Task data >>
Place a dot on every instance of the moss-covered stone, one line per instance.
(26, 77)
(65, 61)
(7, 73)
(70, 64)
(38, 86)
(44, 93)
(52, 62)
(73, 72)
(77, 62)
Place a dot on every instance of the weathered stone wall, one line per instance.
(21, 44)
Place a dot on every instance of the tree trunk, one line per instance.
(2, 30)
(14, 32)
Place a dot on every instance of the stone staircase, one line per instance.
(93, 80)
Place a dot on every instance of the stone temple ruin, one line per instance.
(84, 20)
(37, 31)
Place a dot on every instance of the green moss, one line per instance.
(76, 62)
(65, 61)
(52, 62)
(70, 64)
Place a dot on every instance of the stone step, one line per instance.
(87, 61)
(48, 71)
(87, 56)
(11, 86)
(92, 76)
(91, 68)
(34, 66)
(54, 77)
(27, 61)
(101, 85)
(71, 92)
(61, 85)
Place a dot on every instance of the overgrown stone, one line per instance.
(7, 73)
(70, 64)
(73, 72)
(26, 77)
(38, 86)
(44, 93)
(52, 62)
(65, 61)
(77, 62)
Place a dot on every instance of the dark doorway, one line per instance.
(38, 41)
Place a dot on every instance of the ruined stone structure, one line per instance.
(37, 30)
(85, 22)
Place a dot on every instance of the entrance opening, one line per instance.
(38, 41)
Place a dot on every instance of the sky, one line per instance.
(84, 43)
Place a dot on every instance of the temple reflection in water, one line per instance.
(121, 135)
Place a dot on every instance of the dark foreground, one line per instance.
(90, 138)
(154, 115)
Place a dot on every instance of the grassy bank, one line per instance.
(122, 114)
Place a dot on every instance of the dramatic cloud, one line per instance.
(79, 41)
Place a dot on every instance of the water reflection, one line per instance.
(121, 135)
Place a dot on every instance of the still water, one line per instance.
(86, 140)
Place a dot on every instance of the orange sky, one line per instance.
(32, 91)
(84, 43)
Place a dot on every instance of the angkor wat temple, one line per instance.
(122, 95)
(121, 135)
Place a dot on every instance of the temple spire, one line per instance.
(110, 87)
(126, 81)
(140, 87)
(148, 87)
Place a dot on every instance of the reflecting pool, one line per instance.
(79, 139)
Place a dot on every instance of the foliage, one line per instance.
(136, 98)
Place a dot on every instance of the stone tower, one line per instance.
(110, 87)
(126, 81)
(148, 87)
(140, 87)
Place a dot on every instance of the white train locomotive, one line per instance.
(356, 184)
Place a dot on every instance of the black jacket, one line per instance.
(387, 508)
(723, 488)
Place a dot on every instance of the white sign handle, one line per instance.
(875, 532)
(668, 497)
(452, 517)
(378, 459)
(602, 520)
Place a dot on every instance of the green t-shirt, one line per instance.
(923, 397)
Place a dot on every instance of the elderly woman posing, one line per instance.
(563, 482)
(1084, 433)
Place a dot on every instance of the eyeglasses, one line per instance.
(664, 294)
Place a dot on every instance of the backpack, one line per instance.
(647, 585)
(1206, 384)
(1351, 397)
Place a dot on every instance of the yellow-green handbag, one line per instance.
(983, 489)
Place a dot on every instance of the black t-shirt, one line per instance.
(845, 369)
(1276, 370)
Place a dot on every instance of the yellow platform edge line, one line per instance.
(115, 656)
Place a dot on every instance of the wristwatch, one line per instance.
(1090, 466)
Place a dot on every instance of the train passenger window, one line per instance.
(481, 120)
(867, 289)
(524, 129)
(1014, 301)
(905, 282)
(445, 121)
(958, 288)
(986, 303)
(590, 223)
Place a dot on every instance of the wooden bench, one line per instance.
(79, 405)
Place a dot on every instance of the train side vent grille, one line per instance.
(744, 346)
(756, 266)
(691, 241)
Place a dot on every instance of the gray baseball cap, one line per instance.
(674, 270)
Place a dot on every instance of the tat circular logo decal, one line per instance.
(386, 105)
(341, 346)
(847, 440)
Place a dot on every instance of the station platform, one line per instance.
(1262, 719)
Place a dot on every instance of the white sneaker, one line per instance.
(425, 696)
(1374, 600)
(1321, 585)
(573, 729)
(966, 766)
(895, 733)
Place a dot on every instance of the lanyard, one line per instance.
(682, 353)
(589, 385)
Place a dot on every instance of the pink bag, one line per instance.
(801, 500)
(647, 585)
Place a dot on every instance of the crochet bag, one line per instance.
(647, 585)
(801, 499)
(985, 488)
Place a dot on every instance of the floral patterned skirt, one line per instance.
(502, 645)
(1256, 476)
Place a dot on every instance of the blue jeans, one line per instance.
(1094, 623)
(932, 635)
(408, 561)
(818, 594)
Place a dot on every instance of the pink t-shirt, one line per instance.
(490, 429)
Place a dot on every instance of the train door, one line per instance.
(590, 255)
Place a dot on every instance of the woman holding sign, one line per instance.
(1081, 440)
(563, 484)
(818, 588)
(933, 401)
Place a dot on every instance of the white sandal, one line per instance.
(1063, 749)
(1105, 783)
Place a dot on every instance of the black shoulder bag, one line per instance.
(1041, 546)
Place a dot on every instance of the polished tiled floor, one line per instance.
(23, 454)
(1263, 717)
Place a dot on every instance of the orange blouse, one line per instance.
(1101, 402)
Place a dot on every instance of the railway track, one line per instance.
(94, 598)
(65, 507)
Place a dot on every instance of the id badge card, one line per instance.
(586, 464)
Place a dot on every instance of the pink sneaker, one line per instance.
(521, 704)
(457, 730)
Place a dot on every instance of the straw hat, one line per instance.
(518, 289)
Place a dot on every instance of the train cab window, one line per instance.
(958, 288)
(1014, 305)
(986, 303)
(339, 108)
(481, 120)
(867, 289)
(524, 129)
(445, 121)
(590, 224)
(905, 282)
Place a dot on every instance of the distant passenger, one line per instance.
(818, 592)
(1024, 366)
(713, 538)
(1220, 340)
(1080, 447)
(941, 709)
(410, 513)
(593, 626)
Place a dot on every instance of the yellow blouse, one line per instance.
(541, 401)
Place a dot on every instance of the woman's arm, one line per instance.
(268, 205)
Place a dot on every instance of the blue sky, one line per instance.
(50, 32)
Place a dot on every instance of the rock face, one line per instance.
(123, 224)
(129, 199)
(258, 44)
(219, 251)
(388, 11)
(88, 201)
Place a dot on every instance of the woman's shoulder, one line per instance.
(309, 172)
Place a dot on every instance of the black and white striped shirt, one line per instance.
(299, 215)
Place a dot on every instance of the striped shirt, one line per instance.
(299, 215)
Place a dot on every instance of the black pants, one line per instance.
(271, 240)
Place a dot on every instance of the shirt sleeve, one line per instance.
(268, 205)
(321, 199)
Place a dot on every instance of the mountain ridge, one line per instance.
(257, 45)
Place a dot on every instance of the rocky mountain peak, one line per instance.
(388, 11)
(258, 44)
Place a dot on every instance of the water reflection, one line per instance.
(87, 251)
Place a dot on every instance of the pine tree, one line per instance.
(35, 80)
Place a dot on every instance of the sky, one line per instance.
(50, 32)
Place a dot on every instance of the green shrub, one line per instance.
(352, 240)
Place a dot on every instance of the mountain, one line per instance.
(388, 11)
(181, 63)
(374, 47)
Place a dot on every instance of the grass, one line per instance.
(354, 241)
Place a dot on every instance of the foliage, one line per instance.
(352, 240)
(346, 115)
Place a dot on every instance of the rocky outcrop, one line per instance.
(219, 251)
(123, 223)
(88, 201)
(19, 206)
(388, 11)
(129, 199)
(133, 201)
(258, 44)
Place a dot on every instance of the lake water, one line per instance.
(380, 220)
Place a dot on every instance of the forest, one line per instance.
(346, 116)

Prompt >>
Copy the material from the line with "Place a dot on every instance of the rocky outcrop, one" through the end, swapping "forest" for "woodland" and leaving everything else unchanged.

Exercise response >>
Place a dot on every instance of the rocky outcrop, one line per instance.
(219, 251)
(123, 223)
(88, 201)
(19, 206)
(388, 11)
(129, 199)
(133, 201)
(258, 44)
Place a dot on every instance of the lake water, one line per instance.
(380, 220)
Place a dot on every instance of the woodland, one line per instance.
(346, 116)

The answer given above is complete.